***** DATA FOR THE TASK *****

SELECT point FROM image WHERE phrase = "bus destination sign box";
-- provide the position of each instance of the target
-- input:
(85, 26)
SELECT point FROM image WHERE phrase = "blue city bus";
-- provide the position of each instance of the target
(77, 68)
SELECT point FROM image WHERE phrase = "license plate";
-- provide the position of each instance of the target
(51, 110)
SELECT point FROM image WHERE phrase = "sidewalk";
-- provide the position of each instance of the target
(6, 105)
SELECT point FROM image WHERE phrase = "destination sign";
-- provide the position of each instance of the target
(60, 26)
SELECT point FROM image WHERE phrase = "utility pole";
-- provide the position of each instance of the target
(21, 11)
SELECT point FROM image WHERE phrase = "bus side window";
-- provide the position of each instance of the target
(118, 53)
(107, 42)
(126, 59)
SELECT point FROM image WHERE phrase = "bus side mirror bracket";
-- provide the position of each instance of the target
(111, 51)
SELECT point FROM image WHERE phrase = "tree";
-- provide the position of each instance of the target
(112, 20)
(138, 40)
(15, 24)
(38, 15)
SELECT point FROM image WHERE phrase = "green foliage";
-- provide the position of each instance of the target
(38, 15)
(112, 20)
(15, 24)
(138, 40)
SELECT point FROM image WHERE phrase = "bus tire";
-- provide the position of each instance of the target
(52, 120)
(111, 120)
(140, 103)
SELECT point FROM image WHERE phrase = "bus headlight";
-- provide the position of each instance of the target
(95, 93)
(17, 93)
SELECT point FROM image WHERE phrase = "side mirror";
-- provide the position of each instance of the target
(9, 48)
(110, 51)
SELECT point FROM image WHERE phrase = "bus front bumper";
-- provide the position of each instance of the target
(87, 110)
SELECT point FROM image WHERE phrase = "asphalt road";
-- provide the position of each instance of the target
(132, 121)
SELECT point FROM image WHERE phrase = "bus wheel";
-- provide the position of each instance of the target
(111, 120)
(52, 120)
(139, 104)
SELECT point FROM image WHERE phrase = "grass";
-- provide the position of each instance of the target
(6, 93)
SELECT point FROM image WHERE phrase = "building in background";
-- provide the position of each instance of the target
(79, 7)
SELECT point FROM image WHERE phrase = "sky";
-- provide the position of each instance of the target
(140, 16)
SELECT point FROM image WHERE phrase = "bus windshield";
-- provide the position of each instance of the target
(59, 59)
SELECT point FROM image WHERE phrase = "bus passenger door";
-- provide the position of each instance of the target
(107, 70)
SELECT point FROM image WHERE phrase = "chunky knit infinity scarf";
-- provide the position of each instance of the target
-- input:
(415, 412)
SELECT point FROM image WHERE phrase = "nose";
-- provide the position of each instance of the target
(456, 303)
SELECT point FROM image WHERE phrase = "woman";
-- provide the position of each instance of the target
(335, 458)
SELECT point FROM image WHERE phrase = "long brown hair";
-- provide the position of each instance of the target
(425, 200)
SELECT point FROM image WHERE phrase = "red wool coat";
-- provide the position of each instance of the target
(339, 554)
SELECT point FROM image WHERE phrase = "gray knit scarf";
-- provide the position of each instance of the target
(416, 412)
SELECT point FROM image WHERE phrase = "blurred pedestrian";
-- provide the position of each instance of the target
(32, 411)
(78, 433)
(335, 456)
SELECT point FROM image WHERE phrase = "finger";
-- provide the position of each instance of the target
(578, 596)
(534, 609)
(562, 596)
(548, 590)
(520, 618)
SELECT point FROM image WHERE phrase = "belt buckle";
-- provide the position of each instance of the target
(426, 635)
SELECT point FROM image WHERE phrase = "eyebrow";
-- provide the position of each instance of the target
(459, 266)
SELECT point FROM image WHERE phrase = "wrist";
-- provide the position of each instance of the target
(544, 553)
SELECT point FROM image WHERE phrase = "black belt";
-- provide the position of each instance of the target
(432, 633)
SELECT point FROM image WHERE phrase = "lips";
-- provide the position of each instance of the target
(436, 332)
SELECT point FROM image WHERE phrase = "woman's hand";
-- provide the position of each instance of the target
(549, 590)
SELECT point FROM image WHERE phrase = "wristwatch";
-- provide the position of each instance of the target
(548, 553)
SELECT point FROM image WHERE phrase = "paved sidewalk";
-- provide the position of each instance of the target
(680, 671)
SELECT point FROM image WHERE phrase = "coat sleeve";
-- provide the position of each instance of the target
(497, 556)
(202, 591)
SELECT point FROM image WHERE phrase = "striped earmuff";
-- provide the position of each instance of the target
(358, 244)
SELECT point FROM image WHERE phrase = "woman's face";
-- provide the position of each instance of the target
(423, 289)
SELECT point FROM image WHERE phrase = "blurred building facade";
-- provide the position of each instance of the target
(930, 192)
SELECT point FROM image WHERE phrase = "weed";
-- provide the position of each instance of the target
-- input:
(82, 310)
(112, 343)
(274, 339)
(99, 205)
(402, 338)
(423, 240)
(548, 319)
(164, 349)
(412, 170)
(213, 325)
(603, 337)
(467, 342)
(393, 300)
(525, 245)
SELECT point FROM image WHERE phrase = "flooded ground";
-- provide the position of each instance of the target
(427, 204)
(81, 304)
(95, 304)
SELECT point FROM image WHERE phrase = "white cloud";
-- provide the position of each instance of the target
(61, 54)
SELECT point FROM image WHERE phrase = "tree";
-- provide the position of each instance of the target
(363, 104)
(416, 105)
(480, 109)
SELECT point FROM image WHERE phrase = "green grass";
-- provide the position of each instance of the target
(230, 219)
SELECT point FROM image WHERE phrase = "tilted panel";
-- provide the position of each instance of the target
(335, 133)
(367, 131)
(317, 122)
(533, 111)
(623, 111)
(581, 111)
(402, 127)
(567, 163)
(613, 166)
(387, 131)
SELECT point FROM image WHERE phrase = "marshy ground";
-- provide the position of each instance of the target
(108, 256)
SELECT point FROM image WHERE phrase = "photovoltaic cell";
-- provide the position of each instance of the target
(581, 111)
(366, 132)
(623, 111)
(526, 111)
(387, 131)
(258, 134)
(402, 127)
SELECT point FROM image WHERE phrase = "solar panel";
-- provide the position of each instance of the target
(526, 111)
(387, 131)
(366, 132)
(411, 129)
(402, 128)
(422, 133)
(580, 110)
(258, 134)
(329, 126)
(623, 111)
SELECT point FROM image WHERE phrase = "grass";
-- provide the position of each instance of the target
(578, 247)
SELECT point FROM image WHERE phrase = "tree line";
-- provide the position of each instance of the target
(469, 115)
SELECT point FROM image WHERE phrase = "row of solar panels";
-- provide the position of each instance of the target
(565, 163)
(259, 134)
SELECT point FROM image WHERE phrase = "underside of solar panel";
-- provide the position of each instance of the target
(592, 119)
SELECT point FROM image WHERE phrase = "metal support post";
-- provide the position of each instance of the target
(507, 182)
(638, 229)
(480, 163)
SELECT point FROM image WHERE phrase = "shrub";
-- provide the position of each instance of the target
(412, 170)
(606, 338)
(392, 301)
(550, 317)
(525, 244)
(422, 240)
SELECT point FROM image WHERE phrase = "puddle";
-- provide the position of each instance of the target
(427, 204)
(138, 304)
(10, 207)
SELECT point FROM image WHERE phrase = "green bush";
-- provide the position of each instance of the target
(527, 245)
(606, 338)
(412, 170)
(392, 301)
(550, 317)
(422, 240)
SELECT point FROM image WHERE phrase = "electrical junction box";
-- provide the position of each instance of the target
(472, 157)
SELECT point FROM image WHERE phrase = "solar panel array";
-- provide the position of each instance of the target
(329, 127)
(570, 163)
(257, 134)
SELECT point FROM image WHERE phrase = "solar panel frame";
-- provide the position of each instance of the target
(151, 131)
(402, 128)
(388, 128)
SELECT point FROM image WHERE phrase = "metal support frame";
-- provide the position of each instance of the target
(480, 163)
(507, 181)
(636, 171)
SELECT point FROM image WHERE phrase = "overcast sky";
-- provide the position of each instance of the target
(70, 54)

*****
***** DATA FOR THE TASK *****

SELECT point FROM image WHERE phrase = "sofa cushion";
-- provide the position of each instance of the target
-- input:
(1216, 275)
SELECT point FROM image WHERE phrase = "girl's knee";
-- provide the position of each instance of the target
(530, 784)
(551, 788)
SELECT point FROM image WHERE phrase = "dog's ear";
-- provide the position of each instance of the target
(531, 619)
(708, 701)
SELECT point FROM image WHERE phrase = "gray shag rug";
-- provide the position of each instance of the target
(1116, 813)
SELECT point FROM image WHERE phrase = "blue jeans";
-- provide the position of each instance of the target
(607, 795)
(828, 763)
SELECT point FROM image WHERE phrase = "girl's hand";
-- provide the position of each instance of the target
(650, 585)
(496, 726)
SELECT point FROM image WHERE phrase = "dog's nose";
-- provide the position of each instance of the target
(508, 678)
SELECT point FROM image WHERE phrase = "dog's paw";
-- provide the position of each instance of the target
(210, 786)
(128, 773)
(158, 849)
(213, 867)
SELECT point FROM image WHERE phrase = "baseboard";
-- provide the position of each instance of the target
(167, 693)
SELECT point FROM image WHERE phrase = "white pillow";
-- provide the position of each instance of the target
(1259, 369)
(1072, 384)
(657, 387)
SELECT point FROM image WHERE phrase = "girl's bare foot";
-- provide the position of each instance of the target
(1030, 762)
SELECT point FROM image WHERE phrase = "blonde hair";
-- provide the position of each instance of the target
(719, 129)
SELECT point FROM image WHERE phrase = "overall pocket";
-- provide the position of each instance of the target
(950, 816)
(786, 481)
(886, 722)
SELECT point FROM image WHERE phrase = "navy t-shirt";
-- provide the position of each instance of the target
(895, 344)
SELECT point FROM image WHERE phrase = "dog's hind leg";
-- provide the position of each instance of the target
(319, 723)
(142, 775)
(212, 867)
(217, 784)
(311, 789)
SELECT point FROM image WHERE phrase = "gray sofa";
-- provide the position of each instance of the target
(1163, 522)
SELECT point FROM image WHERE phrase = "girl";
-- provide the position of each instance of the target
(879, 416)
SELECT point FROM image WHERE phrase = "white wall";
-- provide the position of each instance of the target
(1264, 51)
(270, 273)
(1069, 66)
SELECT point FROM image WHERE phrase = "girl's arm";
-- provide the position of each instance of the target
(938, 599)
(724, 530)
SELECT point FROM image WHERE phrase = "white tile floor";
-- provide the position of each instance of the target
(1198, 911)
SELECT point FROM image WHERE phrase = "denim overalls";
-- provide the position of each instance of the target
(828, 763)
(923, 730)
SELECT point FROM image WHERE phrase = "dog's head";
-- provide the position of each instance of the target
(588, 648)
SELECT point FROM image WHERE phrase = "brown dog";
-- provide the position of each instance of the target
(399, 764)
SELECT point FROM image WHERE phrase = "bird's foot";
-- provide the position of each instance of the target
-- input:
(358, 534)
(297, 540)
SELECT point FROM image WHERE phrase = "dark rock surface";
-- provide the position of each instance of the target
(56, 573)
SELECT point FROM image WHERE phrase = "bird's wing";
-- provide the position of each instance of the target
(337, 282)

*****

## [WHAT IS NEEDED]
Reply with nothing but a number. State how many lines in the records hold the word "hand".

## [OUTPUT OF THE TASK]
2